(Outline labeling lines)
+++

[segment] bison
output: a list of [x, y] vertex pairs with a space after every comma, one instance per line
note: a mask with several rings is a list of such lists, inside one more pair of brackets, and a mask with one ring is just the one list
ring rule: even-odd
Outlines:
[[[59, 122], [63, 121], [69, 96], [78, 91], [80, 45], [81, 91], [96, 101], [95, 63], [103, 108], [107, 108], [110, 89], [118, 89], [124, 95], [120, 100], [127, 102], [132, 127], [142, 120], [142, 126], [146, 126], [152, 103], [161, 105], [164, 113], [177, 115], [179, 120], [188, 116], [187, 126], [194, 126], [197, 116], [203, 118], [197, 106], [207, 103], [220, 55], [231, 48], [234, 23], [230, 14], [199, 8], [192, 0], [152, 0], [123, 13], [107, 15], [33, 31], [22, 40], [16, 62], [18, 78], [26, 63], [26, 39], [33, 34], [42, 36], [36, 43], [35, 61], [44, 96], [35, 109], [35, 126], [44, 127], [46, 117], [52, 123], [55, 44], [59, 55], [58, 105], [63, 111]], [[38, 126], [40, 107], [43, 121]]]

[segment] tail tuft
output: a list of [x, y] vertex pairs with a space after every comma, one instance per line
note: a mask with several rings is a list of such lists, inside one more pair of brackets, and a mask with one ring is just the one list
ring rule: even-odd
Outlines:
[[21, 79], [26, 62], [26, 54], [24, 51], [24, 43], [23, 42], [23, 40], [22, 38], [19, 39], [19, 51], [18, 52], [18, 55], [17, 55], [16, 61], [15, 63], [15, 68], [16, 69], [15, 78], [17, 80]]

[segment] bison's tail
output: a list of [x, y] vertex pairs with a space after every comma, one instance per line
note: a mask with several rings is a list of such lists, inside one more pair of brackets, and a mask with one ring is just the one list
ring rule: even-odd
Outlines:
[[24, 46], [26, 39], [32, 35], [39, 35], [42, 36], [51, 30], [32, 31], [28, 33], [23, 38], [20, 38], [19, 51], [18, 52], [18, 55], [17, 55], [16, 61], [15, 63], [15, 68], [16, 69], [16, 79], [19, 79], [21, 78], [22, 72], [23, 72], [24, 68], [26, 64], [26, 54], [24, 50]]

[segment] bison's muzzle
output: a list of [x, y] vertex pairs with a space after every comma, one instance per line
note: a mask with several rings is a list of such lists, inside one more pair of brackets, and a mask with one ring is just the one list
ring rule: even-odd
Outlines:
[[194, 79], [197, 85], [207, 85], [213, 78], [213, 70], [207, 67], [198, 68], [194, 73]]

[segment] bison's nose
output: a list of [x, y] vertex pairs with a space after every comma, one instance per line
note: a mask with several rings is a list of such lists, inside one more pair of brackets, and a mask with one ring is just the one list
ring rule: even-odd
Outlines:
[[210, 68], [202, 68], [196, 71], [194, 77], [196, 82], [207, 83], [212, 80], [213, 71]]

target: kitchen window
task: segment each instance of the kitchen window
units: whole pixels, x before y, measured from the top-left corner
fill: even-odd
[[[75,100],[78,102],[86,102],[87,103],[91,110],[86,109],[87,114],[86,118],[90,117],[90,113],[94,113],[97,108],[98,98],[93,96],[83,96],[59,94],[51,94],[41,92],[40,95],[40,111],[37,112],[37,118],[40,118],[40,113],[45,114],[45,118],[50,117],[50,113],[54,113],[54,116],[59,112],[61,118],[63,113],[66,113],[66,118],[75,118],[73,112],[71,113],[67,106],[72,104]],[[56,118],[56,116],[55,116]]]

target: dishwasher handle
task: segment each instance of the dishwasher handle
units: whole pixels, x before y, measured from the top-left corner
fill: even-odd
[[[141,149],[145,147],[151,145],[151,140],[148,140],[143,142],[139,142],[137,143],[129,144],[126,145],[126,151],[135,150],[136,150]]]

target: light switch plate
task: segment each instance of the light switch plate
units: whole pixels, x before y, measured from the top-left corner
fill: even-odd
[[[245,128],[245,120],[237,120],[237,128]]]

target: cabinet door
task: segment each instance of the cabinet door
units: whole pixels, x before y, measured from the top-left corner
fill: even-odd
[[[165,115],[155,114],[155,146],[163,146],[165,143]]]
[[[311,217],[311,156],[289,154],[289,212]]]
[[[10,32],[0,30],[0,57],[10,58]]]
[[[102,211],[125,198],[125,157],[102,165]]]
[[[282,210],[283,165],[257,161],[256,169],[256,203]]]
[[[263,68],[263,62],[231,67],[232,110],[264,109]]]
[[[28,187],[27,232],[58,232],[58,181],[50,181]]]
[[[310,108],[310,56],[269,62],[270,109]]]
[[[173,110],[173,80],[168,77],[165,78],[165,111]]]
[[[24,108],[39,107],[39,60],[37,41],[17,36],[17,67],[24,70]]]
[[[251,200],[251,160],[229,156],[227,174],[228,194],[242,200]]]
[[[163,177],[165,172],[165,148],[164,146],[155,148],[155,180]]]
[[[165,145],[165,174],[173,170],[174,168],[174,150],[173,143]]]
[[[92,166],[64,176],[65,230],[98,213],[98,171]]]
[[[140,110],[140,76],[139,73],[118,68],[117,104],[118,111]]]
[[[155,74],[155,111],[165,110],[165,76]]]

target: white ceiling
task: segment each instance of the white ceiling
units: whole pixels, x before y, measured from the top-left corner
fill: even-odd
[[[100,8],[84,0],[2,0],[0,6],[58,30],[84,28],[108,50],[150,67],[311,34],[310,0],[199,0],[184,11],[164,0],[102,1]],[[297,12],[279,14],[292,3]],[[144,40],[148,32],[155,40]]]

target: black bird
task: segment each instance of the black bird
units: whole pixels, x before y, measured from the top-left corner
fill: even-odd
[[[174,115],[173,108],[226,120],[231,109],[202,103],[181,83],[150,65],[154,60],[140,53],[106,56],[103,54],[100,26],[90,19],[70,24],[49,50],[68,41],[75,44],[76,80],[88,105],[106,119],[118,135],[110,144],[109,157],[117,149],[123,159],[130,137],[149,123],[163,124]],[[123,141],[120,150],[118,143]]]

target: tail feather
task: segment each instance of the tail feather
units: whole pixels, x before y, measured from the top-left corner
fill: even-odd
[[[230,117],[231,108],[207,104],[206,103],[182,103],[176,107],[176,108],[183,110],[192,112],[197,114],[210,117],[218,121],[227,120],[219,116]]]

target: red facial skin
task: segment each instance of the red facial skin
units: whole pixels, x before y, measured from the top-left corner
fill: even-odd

+++

REQUIREMENTS:
Write out every line again, from the line with "target: black bird" through the last line, requests included. Multiply each x and y coordinate in the answers by 0.9 and round it to a whole number, with halves rounding up.

ANSWER FOR THE TASK:
target: black bird
task: segment each instance of the black bird
units: whole pixels, x before y, measured from the top-left corner
fill: even-odd
[[[157,104],[156,97],[203,108],[208,98],[182,93],[163,75],[135,59],[139,54],[126,48],[95,50],[93,49],[90,23],[81,17],[63,22],[44,45],[61,37],[68,40],[68,72],[79,95],[95,107],[106,122],[99,130],[98,141],[105,134],[111,143],[117,123],[134,111],[147,112]],[[111,127],[108,135],[106,129]]]

target: tail feather
task: segment each instance of the tail feather
units: whole pixels, x before y, measured from the top-left corner
fill: even-odd
[[[207,105],[208,97],[186,94],[185,93],[164,93],[158,96],[158,97],[165,99],[173,101],[177,103],[189,105],[196,109],[204,108],[197,104]]]

target: red facial skin
task: segment each instance of the red facial skin
units: whole pixels, x before y, measured from the top-left corner
fill: even-odd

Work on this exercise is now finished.